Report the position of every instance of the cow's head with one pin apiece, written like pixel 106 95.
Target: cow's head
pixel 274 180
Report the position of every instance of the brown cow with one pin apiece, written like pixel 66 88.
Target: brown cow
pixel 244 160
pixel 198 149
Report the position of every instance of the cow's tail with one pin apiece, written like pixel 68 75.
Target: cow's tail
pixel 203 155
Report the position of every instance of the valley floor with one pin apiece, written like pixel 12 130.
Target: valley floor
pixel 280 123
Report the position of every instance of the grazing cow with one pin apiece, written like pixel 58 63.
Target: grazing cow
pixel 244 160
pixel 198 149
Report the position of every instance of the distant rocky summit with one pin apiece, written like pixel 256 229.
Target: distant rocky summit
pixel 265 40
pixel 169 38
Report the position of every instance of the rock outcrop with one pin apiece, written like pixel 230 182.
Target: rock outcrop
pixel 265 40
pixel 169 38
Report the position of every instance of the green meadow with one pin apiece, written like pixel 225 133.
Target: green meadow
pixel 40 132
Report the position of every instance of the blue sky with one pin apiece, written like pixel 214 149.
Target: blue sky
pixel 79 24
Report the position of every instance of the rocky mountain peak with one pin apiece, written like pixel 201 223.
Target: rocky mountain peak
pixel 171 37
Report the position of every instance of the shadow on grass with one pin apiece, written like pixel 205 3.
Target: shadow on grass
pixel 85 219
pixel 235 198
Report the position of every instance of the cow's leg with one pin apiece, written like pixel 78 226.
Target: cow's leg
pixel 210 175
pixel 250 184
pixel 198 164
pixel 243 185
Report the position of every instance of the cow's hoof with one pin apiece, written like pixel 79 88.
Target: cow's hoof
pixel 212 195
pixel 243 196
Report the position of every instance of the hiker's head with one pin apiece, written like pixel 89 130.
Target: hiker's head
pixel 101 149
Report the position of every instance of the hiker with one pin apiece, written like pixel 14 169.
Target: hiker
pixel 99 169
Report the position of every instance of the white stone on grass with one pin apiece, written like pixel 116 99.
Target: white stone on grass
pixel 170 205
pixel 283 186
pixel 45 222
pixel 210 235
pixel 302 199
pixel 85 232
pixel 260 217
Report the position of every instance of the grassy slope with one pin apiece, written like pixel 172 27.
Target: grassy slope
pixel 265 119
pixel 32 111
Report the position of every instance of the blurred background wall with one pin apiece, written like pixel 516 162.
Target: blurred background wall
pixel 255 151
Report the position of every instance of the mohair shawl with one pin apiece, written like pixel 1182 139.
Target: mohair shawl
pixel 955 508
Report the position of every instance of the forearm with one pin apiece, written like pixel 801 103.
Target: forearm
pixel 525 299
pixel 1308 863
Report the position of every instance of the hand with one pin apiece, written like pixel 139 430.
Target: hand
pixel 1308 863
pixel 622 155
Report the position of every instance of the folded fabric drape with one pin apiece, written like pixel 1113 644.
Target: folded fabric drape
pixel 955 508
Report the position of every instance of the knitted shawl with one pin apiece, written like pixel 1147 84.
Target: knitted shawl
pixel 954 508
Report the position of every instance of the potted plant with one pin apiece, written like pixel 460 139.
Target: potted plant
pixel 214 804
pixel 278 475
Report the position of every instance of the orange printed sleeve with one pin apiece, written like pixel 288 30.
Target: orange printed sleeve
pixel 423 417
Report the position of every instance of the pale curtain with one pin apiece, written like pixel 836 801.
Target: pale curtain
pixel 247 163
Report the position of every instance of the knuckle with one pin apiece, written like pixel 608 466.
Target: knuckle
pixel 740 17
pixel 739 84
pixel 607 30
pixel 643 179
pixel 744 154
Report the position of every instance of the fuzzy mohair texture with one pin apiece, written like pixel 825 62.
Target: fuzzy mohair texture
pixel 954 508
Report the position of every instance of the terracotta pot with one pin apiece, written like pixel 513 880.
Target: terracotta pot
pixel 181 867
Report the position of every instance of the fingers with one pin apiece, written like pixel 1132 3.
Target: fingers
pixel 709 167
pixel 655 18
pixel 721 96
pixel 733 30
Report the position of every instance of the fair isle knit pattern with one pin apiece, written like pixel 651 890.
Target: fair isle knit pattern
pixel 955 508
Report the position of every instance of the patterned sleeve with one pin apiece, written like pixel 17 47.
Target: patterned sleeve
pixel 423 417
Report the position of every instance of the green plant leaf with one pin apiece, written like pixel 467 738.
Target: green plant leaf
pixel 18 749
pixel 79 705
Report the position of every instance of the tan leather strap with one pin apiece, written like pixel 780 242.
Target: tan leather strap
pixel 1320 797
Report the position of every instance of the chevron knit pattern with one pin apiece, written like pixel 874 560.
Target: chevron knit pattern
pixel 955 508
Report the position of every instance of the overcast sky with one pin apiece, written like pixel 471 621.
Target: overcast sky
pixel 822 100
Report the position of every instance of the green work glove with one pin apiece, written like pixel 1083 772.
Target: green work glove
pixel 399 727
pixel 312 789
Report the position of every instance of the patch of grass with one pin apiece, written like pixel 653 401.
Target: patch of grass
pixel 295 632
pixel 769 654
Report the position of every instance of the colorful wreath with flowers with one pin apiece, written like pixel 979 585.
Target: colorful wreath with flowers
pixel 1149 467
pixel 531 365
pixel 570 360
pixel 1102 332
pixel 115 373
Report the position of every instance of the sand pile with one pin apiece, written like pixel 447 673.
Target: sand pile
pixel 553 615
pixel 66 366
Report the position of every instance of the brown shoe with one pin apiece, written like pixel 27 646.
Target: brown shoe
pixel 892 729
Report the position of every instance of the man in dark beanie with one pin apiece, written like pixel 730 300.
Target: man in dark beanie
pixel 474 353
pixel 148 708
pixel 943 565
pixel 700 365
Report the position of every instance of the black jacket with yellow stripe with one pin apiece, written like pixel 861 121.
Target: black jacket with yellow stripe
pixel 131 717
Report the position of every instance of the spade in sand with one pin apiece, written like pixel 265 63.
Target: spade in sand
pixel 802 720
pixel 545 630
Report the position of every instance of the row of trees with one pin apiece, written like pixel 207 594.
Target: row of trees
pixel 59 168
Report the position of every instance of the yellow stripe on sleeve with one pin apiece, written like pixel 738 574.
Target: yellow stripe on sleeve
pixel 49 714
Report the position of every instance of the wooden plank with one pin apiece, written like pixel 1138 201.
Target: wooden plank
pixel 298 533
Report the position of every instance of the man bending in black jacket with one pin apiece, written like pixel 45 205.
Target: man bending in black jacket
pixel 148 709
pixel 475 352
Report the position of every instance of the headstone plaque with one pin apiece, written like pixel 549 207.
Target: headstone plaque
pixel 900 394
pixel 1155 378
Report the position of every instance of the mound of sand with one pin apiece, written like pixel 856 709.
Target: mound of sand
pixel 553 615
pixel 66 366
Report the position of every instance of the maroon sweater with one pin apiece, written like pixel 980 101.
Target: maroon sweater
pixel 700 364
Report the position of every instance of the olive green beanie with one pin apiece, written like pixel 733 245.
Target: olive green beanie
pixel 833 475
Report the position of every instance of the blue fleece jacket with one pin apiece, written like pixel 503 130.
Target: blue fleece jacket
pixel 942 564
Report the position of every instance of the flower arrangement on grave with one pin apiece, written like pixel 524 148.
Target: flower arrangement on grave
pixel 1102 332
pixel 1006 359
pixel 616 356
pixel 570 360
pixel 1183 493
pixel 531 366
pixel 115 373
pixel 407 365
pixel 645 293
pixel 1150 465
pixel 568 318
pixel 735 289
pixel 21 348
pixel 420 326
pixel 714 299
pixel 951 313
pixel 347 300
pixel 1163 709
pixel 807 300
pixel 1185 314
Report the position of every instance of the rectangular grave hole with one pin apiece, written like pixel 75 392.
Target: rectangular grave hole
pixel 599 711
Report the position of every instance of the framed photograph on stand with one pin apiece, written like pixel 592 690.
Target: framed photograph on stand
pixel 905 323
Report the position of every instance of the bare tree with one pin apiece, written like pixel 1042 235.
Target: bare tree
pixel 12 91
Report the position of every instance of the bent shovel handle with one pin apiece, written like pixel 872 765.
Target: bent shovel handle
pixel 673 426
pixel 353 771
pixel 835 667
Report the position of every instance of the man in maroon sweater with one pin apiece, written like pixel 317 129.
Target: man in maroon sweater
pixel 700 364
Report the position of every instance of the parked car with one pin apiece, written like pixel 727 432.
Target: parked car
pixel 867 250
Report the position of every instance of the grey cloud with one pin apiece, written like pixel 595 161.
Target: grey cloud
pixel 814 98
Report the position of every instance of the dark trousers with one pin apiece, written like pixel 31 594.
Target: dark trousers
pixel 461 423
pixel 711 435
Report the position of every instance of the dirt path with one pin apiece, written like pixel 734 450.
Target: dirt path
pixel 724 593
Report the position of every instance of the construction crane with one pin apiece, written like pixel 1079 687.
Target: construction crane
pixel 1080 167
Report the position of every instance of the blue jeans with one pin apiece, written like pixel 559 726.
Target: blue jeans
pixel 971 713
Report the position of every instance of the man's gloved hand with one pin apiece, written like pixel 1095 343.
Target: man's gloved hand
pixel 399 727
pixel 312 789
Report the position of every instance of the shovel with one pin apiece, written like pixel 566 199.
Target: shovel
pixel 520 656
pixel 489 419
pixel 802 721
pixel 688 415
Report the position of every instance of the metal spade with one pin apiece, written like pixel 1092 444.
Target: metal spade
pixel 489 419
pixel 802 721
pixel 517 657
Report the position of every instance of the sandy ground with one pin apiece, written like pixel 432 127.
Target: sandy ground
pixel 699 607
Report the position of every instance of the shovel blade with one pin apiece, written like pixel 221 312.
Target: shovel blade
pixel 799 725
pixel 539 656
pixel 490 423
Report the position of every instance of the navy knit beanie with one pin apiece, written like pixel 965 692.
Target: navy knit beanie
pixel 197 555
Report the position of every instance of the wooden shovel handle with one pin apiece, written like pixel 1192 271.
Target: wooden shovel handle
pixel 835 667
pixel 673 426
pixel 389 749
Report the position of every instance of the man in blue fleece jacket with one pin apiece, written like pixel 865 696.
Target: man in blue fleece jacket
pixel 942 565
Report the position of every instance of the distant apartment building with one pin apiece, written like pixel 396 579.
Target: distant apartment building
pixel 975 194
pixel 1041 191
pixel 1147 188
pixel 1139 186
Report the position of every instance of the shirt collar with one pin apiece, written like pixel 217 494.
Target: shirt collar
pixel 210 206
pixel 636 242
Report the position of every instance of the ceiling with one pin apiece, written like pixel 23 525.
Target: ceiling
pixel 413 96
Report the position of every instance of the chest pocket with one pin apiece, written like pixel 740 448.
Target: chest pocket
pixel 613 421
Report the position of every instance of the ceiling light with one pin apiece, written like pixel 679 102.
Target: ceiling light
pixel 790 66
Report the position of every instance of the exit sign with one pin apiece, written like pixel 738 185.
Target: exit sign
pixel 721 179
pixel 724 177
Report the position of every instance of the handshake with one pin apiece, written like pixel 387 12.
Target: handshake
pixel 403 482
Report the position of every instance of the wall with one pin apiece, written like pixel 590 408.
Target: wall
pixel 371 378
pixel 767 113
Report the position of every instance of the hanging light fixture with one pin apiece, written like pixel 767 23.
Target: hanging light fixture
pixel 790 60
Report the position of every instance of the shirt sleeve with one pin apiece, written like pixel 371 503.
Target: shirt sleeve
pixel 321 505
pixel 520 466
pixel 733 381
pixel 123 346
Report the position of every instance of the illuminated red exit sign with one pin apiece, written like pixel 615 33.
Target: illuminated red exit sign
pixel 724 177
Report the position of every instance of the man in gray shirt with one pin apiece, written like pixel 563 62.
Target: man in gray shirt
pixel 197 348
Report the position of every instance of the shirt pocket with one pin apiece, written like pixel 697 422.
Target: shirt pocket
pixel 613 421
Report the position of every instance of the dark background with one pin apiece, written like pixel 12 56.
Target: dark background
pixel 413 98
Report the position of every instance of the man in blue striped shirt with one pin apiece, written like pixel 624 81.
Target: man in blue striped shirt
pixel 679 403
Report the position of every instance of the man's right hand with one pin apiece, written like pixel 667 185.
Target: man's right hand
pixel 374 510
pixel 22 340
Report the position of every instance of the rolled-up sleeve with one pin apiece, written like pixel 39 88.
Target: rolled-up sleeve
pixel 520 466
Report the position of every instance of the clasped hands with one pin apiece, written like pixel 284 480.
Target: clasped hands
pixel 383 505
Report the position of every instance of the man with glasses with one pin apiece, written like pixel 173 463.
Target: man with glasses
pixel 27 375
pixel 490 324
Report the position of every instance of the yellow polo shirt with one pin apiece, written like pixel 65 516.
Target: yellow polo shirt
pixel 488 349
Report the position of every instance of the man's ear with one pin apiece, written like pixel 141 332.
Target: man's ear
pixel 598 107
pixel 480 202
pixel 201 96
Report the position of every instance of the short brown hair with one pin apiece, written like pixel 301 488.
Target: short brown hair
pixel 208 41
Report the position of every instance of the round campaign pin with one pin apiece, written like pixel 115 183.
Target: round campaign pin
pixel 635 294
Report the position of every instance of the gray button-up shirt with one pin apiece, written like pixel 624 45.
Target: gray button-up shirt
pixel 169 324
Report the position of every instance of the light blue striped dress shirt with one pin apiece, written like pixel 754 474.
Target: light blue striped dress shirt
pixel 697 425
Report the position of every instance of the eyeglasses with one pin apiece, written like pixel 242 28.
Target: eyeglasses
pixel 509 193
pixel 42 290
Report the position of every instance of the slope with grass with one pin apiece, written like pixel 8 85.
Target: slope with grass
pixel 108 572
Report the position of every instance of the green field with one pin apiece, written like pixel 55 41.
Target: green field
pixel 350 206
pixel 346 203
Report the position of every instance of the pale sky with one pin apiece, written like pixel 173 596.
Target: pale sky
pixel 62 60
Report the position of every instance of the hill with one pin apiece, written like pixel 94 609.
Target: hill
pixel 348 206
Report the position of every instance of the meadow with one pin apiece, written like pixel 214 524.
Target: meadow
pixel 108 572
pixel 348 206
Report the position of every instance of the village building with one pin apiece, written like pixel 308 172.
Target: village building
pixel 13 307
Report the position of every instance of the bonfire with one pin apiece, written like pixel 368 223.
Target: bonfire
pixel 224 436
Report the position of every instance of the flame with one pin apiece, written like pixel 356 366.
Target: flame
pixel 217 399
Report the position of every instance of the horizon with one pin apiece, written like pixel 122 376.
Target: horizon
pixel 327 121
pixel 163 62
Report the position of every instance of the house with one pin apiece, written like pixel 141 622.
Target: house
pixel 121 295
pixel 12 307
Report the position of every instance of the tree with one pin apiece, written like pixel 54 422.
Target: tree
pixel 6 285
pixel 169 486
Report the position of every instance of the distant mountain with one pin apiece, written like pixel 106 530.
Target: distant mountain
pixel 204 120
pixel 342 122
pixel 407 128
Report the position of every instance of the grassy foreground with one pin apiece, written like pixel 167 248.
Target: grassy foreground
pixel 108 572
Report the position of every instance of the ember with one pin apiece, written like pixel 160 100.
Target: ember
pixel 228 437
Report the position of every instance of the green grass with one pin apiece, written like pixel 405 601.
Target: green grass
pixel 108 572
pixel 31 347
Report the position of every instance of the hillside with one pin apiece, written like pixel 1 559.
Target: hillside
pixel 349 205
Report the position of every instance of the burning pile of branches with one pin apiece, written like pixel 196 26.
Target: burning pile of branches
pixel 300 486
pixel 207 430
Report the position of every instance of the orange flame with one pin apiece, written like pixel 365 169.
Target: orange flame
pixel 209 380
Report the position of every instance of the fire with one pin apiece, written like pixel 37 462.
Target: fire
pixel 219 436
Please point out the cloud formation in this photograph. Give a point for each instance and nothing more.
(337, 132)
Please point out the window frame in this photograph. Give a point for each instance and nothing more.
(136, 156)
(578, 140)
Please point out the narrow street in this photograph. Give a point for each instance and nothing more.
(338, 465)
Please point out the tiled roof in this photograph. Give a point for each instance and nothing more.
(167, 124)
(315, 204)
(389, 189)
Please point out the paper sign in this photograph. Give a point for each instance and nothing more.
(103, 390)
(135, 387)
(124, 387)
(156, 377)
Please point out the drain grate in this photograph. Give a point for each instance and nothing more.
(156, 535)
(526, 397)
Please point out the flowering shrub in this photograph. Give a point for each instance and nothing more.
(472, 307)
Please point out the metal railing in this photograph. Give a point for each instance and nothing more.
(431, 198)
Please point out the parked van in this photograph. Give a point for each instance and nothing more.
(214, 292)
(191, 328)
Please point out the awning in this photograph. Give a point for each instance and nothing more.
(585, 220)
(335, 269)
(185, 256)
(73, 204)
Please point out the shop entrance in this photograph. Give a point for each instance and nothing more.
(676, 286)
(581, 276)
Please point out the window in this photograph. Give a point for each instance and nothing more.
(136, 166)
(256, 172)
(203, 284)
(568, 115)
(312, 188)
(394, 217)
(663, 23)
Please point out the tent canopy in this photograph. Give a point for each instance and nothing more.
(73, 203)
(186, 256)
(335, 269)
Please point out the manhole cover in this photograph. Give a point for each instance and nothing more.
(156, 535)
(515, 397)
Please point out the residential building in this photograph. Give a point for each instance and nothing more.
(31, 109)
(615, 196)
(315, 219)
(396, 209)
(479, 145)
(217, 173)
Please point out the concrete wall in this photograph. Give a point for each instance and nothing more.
────────
▶ [Ziel der Aufgabe] Gib die Zeilen oben als JSON-Liste von Zeichenketten aus, je eine Zeichenkette pro Zeile und ohne Leerzeilen. Fang bei der Zeile an, die „Report the position of every instance of the hiker's“ enthält, und hör nach der Zeile auf, die „pixel 99 169“ enthält.

▶ [Die Lösung]
[
  "Report the position of every instance of the hiker's head with one pin apiece, written like pixel 89 130.",
  "Target: hiker's head",
  "pixel 101 149",
  "Report the position of every instance of the hiker with one pin apiece, written like pixel 14 169.",
  "Target: hiker",
  "pixel 99 169"
]